> _Preguntas_:
[1] Responda a partir del fragmento seleccionado:
(a) ¿Qué dos tipos de cigarro se nombran?
(b) ¿Cuántas ventanas hay en la casa?
(c) ¿En qué plaza se fuma ahora?
[2] Enumere todos los adjetivos con los que el fragmento seleccionado califica la condición de fumador de quien escribe, indicando cuáles aparecen negados.

> _Fragmento seleccionado_:

La condición de ser molesto o contaminante debe resolverse con creatividad, y es así como empecé a fumar estoicamente en las ventanas de mi piso, una finta de espadachín igualmente efímera; los puritos Davidoff y mis queridos Half Corona de Hupmann producen un humo pegajoso que, por mucho que soples con fuerza y ejercites la ​​mueca imposible, acaba introduciéndose en el comedor de los vecinos. Ocho ventanas, ocho, tenemos en casa, y ninguna de ellas ha permitido que mi condición de fumador no social ni ocasional, sino totalmente vocacional, haya podido desempeñarse sin complicar la respiración ajena. Mi situación de apestado me ha obligado a tener que fumar fuera de casa (antes decíamos “en la puta calle”, pero seguro que la expresión ofende a más de un colectivo). No me quejo; no sólo tengo la suerte de poder hacerlo acompañado por la metralla fascista y los turistas desbagados de la Plaza de Sant Felip Neri, sino que al fumar sumo el placer de buscar los adjetivos que después comparto con los lectores de mi Punyalada.

> _Datos proporcionados_:
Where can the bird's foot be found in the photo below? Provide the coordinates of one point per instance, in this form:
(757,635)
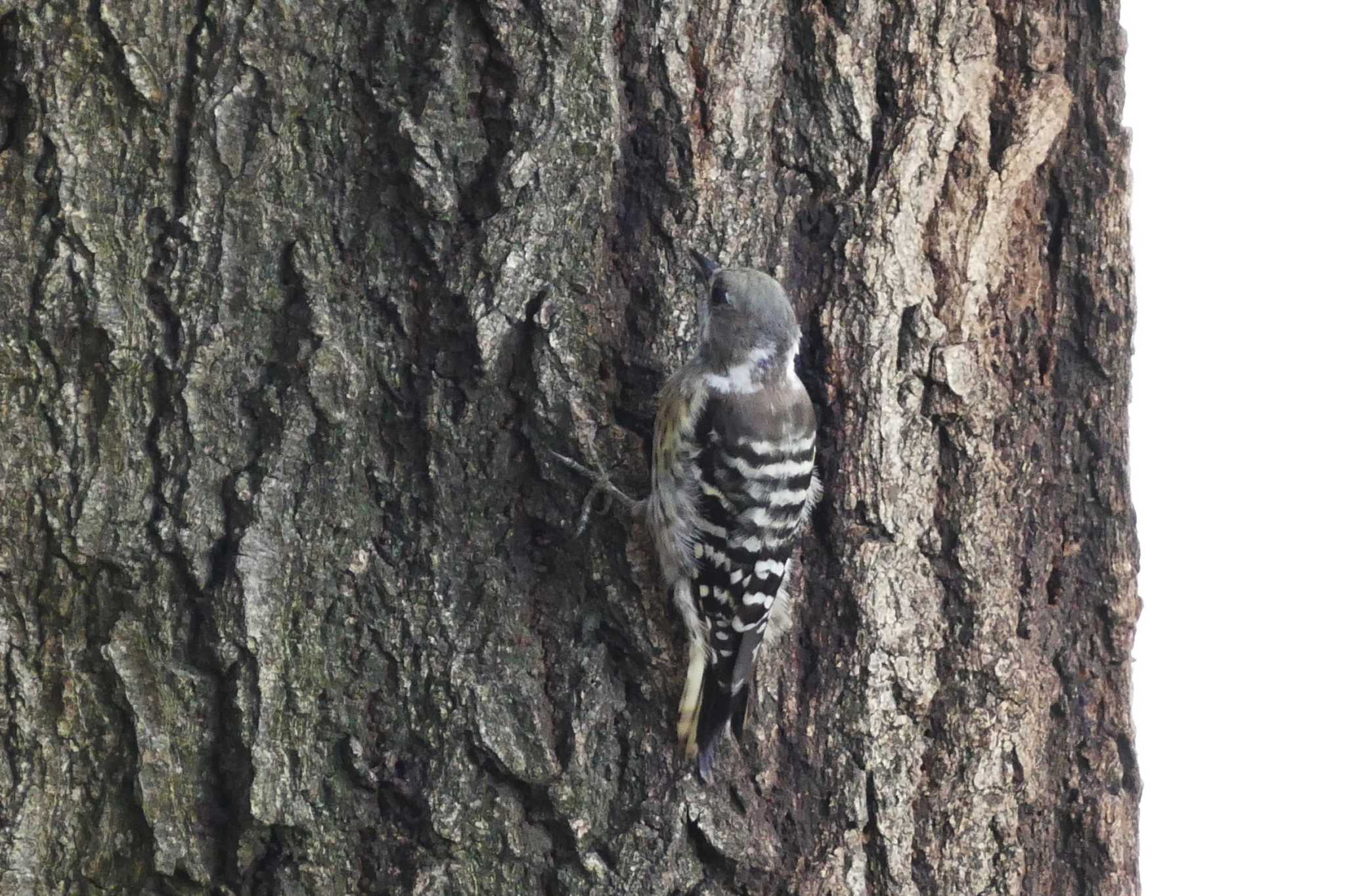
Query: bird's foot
(602,496)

> _Soluciones_:
[1]
(a) Los puritos Davidoff y los Half Corona de Hupmann.
(b) Ocho.
(c) En la Plaza de Sant Felip Neri.

[2] Social y ocasional, ambos negados («no social ni ocasional»), y vocacional («totalmente vocacional»).